-- TASK REQUIREMENTS --
1. According to the passage on Paducheva's early years, which department did she first study in at Moscow State University?
2. Carry on the passage on Paducheva's early years, starting after its last sentence.

-- SELECTED EXTRACT --
■ ■ ■

In 1951 she participated in the first Language and Literature Olympiad organized by the philology department at Moscow State University, where she met Andrey Zaliznyak for the first time. He took first place, and she took third; in the following year, the two came joint first. Both then studied languages at Moscow State University, Paducheva initially in the Spanish department before she transferred to the English department where Zaliznyak was studying. They married in 1958 and had a daughter, Anna, in 1959.

■ ■ ■

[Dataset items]

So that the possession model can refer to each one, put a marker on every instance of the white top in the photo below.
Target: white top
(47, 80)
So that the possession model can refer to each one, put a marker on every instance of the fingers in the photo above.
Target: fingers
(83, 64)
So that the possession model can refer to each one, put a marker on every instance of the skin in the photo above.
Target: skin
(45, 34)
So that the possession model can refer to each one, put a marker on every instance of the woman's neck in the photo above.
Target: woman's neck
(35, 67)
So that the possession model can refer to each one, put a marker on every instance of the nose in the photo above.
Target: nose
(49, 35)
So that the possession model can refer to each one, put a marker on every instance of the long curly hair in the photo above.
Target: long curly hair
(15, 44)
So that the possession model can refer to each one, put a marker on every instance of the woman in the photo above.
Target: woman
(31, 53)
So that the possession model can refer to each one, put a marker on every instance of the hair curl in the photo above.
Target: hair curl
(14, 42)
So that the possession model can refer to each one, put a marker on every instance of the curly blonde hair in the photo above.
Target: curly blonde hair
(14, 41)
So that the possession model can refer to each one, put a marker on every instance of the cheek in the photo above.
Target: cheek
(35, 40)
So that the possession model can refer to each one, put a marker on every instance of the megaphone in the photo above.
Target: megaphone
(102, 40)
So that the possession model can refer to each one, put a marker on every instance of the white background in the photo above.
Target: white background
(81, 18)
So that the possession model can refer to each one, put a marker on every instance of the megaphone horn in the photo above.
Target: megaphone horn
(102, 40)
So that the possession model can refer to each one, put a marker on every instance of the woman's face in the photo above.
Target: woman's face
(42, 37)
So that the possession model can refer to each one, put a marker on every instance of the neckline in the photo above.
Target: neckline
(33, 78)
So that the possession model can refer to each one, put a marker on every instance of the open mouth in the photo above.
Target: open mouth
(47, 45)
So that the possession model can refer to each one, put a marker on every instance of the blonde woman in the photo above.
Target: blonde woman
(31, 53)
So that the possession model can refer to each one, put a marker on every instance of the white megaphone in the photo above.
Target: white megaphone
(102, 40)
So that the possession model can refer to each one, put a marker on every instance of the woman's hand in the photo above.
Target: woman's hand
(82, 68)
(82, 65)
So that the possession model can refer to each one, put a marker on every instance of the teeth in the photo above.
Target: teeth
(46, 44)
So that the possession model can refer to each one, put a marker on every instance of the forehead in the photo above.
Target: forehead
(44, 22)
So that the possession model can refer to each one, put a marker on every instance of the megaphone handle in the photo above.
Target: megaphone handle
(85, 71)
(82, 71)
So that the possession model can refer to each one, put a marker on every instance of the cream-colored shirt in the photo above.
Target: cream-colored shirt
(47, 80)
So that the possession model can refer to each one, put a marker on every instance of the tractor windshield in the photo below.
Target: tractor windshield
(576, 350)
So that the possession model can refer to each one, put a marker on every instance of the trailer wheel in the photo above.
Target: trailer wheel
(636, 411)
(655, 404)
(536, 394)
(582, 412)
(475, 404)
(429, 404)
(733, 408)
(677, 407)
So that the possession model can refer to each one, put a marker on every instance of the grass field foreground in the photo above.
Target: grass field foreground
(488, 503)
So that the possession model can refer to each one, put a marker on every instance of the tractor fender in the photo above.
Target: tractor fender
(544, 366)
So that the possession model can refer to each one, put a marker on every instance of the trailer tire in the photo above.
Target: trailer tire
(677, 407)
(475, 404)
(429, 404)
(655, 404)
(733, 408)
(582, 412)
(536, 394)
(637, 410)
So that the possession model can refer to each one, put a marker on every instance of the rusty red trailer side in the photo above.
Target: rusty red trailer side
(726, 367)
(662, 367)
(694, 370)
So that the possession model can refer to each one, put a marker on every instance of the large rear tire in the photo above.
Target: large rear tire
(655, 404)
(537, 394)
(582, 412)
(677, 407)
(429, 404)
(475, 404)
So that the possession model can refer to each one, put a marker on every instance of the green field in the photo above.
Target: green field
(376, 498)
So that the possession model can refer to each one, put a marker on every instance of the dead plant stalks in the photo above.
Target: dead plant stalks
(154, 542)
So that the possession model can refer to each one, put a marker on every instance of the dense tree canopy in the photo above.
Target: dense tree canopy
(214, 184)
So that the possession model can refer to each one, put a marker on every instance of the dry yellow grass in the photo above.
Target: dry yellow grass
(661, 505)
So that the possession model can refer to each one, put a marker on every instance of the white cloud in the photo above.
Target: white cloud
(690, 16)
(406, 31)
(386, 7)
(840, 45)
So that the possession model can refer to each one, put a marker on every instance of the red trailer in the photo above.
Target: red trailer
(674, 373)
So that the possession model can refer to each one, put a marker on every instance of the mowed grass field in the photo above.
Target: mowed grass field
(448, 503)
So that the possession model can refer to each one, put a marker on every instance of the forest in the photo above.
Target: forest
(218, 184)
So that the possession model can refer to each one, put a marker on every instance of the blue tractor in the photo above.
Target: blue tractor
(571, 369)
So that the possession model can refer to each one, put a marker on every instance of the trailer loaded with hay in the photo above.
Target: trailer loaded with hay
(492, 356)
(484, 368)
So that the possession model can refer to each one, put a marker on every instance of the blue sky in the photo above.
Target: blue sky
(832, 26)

■ ■ ■

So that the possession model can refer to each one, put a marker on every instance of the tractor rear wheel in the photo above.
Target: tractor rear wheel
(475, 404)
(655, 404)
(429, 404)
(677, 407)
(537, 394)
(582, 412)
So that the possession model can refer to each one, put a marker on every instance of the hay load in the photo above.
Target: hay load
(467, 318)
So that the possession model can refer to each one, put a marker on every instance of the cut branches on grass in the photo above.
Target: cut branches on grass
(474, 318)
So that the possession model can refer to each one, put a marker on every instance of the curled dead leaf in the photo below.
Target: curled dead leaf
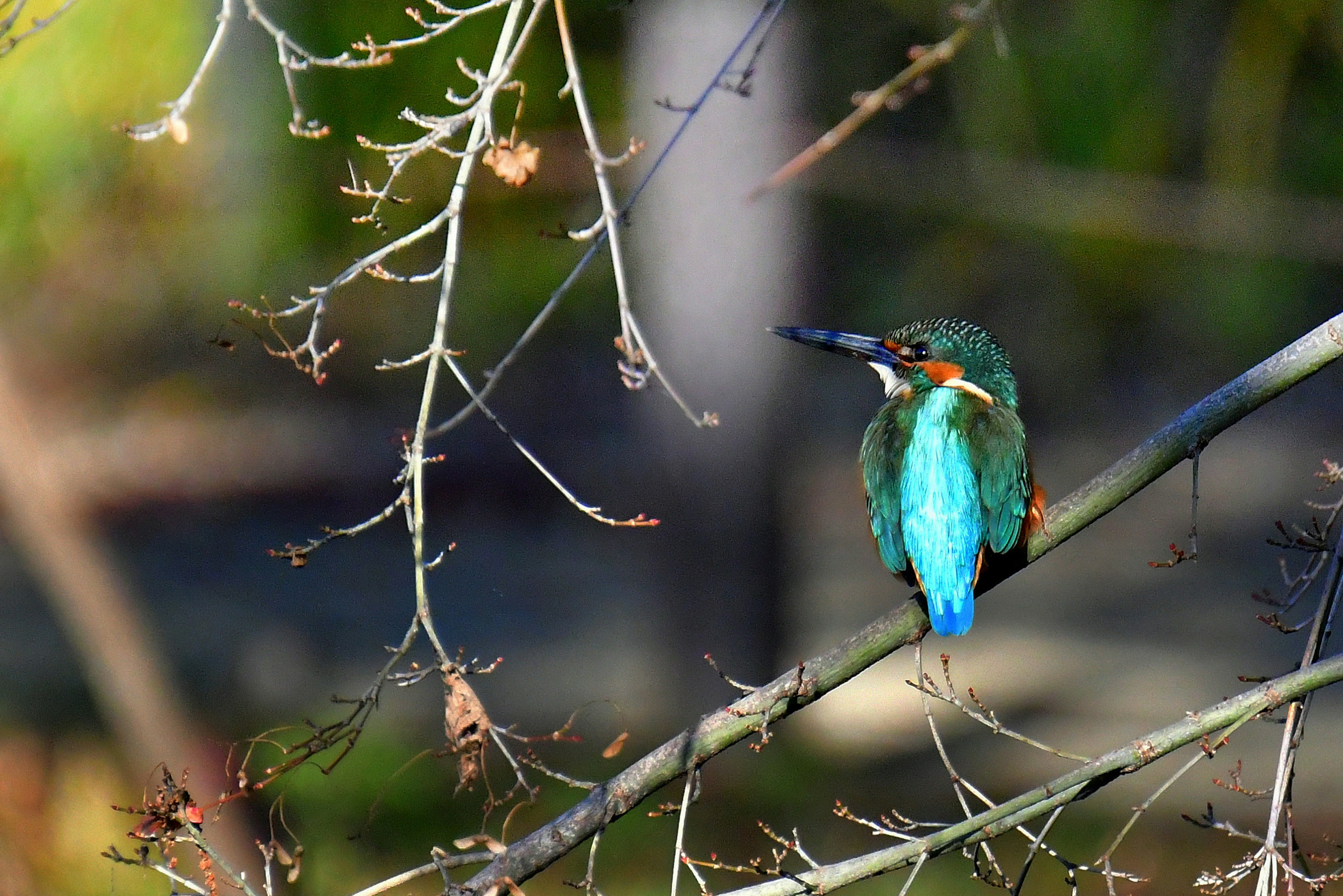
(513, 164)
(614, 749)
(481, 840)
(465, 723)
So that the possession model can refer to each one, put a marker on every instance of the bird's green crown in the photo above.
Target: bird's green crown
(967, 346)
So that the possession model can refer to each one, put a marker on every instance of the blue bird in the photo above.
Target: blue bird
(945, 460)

■ ■ ■

-- ANSWERS BY TASK --
1. She first studied in the Spanish department.

2.
At MSU, Yelena was taken under the wing of Olga Akhmanova, and received her diploma in English philology and literature in 1957. When Roman Jakobson visited Moscow during her studies, Akhmanova introduced her to him as “the rising star of Soviet linguistics”. Together with Vyacheslav Ivanov, Akhmanova arranged for her to receive a position at a computational laboratory that was part of VINITI. This was despite an anonymous letter to the faculty stating that Paducheva was concealing information about her father, a repressed person and a Jew. While working at VINITI, Paducheva qualified as Candidate of Philology in 1965 and as Doctor of Philology in 1984.

==Career and honours==
Paducheva worked at VINITI, part of the Russian Academy of Sciences, for over fifty years from 1957 to 2015 – initially as researcher, then as senior researcher, and finally as lead researcher. In 1996 she was appointed professor. From 2016 until her death in 2019 she was a senior researcher at the Federal Research Centre on Informatics and Management.

In 1975 she was elected to the American Academy of Arts and Sciences, and in 2017 she was elected ordinary member of the Academia Europaea.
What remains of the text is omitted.